▶ _GIVEN TEXT_:
[BEGIN]
Henry I. built his manor of Wodstock, with a park, which he walled about with stone, seven miles in compass, destroying for the same divers villages, churches, and chapels; and this was the first park in England. He placed therein, besides great store of deer, divers strange beasts to be kept and nourished, such as were brought to him from far countries, as lions, leopards, linces, porpentines,[68] and such other. More I read, that in the year 1235, Frederick the emperor sent to Henry III. three leopards, in token of his regal shield of arms, wherein three leopards were pictured; since the which time those lions and others have been kept in a part of this bulwark, now called the Lion Tower, and their keepers there lodged. King Edward II., in the 12th of his reign, commanded the sheriffs of London to pay to the keepers of the king’s leopard in the Tower of London sixpence the day for the sustenance of the leopard, and three-halfpence a day for diet for the said keeper, out of the fee farm of the said city. More, in the 16th of Edward III., one lion, one lioness, one leopard, and two cat lions, in the said Tower, were committed to the custody of Robert, the son of John Bowre.

Edward IV. fortified the Tower of London, and inclosed with brick, as is aforesaid, a certain piece of ground, taken out of the Tower Hill, west from the Lion Tower, now called the bulwark. His officers also, in the 5th of his reign, set upon the said hill both scaffold and gallows, for the execution of offenders; whereupon the mayor and his brethren complained to the king, and were answered that the same was not done in derogation of the city’s liberties, and thereof caused proclamation to be made, etc., as shall be shown in Tower street.

Richard III., repaired and built in this tower somewhat. Henry VIII., in 1532, repaired the White Tower, and other parts thereof. In the year 1548, the 2nd of Edward VI., on the 22nd of November, in the night, a Frenchman lodged in the round bulwark, betwixt the west gate and the postern, or drawbridge, called the warders’ gate, by setting fire on a barrel of gunpowder, blew up the said bulwark, burnt himself, and no more persons. This bulwark, was forthwith again new built.

And here, because I have by occasion spoken of the west gate of this tower the same, as the most principal, is used for the receipt and delivery of all kinds of carriages, without the which gate divers bulwarks and gates, towards the north, etc. Then near within this west gate, opening to the south, is a strong postern for passengers by the ward-house, over a drawbridge let down for that purpose. Next on the same south side, toward the east, is a large water-gate, for receipt of boats and small vessels, partly under a stone bridge from the river of Thames. Beyond it is a small postern, with a drawbridge, seldom let down but for the receipt of some great persons, prisoners. Then towards the east is a great and strong gate, commonly called the Iron gate, but not usually opened. And thus much for the foundation, building, and repairing of this tower, with the gates and posterns, may suffice. And now somewhat of accidents in the same shall be shown.

In the year 1196, William Fitzosbert, a citizen of London, seditiously moving the common people to seek liberty, and not to be subject to the rich and more mighty, at length was taken and brought before the Archbishop of Canterbury in the Tower, where he was by the judges condemned, and by the heels drawn thence to the Elms in Smithfield, and there hanged.
[END]
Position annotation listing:
[BEGIN]
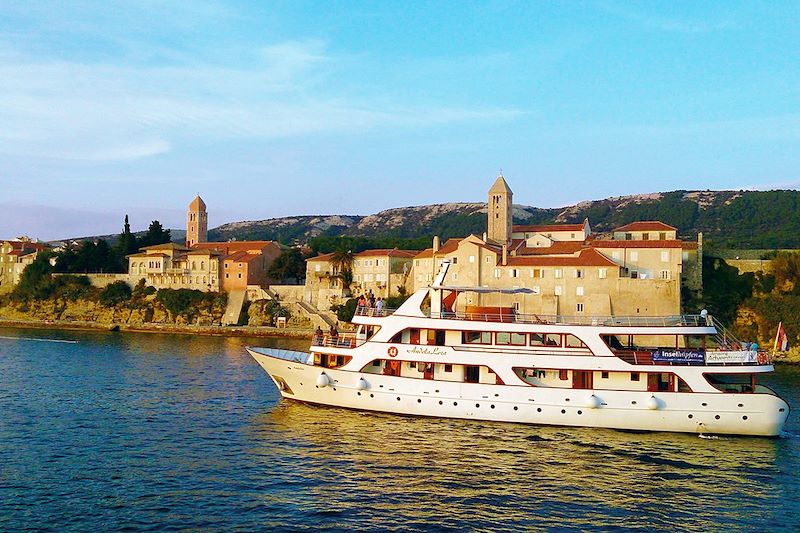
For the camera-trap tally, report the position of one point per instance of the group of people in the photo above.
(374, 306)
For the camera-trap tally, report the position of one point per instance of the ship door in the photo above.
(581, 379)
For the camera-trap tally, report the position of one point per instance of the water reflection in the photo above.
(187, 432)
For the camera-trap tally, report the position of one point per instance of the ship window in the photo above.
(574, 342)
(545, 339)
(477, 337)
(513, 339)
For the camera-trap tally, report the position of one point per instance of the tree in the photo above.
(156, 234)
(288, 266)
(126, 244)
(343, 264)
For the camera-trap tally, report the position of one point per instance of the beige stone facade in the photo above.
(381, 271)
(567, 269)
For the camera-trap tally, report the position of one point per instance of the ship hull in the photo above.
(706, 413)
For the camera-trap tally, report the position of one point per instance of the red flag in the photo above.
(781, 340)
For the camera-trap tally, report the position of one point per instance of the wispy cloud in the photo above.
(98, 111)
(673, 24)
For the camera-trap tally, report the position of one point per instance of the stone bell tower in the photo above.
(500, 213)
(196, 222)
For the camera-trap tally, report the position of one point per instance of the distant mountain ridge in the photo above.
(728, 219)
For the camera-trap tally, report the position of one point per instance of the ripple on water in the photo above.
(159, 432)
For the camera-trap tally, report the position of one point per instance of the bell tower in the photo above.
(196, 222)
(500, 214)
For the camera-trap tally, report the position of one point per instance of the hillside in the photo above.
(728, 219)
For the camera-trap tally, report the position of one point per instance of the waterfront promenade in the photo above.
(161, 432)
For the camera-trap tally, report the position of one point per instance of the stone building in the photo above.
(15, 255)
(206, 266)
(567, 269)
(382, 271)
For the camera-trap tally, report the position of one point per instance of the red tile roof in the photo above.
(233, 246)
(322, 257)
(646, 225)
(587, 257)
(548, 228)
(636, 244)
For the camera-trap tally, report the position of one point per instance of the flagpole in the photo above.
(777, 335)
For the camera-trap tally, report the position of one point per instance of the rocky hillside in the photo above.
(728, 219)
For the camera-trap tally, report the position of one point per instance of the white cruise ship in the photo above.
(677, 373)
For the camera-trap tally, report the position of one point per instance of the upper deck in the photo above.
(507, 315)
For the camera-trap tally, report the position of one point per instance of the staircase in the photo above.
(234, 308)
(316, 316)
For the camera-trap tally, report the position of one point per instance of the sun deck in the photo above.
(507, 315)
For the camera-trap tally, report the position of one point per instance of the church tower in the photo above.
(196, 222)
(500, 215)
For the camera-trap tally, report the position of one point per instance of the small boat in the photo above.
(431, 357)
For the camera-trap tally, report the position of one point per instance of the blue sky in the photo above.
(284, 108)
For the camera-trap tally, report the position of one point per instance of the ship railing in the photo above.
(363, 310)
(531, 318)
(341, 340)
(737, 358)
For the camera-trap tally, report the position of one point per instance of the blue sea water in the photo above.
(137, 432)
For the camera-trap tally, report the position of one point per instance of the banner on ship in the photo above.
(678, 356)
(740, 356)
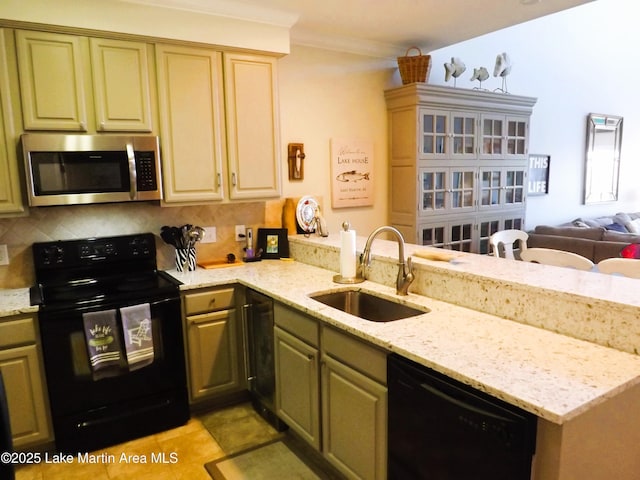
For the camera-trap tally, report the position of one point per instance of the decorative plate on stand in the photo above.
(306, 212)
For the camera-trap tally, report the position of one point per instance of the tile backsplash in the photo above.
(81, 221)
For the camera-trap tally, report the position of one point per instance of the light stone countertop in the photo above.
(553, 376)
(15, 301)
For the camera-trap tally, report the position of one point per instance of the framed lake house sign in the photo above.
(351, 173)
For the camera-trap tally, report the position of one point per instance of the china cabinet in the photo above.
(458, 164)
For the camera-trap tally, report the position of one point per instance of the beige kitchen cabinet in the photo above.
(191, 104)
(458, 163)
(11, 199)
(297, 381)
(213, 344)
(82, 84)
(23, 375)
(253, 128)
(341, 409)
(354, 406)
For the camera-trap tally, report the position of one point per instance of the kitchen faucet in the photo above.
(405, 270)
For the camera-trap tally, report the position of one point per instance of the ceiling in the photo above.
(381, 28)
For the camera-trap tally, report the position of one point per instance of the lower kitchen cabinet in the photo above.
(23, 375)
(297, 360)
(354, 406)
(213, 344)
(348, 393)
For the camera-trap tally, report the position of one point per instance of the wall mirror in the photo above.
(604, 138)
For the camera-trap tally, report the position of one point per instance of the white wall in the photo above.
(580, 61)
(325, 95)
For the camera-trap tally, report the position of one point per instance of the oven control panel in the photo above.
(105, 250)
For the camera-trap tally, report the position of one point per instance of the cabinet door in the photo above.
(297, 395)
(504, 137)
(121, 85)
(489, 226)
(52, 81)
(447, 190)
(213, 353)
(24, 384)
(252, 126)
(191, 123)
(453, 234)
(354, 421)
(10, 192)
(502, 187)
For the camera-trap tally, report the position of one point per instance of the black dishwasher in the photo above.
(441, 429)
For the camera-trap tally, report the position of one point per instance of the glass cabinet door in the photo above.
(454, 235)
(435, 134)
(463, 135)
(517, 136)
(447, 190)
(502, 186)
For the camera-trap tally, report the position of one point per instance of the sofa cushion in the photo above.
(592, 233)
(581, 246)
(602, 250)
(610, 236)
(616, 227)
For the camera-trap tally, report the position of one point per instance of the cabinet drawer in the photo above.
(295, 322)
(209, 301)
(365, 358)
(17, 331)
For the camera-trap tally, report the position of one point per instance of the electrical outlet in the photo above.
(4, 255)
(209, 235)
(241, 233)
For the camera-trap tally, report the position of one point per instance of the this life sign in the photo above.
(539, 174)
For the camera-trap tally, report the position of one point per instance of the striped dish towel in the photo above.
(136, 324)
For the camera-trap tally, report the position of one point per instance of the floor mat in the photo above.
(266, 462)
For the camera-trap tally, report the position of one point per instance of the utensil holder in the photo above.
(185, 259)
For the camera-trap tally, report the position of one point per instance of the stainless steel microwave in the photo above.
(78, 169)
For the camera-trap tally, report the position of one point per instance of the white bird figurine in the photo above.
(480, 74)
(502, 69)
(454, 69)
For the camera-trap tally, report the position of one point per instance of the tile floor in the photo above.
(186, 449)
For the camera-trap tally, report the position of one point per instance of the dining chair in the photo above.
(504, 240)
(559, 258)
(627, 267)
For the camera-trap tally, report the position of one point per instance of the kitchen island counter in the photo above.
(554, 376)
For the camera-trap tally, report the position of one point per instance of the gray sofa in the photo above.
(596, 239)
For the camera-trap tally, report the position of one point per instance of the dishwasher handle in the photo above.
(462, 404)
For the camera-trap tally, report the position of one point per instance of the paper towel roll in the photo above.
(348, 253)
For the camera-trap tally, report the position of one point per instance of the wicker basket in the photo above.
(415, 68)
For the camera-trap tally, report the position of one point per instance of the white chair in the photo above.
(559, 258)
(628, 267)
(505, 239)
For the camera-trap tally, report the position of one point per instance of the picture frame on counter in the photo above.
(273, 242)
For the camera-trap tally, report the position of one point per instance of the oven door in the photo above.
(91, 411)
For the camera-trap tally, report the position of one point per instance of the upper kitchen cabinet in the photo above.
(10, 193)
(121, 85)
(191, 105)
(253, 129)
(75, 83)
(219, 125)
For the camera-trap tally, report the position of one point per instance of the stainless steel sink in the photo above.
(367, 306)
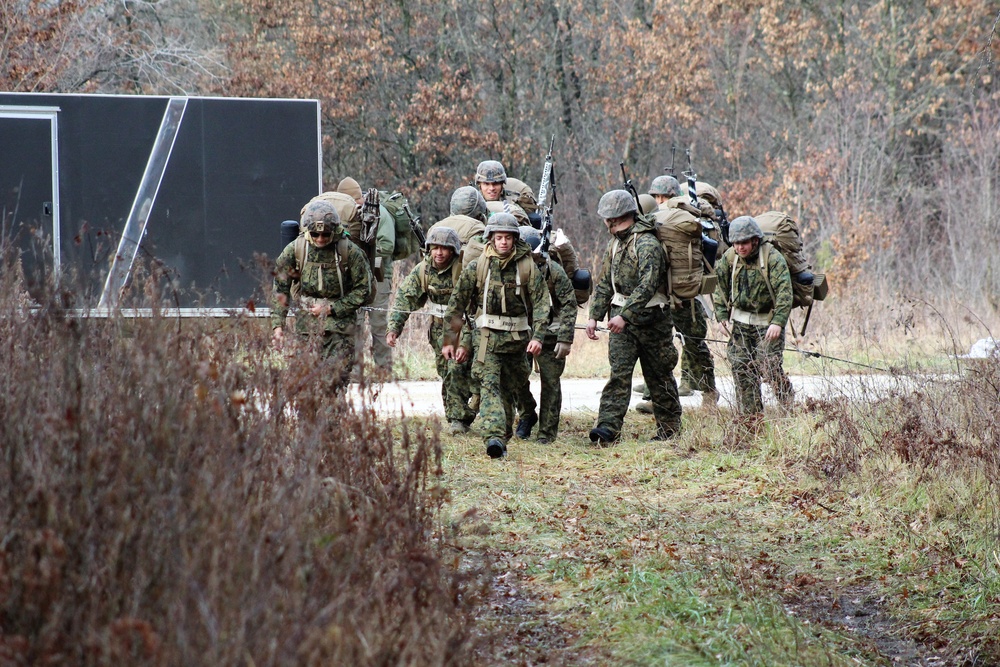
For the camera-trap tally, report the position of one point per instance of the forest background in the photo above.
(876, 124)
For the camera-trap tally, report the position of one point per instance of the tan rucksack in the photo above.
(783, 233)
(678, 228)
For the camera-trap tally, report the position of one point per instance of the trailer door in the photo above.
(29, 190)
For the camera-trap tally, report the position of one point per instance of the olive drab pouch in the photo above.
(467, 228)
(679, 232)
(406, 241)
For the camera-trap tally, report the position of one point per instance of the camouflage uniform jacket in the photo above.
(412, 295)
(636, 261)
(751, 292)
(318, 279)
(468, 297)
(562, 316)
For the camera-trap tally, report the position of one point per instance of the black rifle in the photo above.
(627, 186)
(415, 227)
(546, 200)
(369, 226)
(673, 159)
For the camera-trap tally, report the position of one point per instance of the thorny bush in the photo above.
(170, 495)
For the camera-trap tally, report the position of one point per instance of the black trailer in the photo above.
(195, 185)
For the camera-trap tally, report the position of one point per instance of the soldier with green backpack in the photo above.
[END]
▶ _EXERCISE TASK A_:
Extract each line of the listing that contains the string "bell", treating uppercase and lowercase as different.
▶ _EXERCISE TASK B_:
Proceed with the passage about the Tower of London's history, picking up right after its final sentence.
The passage and the listing have nothing to do with each other.

▶ _REPLY A_:
For the camera-trap tally, report the position of one point per instance of the stone bell tower in the photo above.
For the camera-trap tally, report the position of one point per instance of the bell tower in the photo above.

▶ _REPLY B_:
In 1214, King John[69] wrote to Geffrey Magnaville to deliver the Tower of London, with the prisoners, armour, and all other things found therein belonging to the king, to William, archdeacon of Huntingdon. In the year 1216, the 1st of Henry III., the said Tower was delivered to Lewis of France and the barons of England.[70]

In the year 1206 pleas of the crown were pleaded in the Tower; likewise in the year 1220, and likewise in the year 1224, and again in the year 1243, before William of Yorke, Richard Passelew, Henry Brahe, Jerome of Saxton, justices.

In the year 1222, the citizens of London having made a tumult against the abbot of Westminster, Hubert of Burge, chief justice of England, came to the Tower of London, called before him the mayor and aldermen, of whom he inquired for the principal authors of that sedition; amongst whom one, named Constantine Fitz Aelulfe, avowed that he was the man, and had done much less than he ought to have done: whereupon the justice sent him with two other to Falks de Brent, who with armed men brought them to the gallows, where they were hanged.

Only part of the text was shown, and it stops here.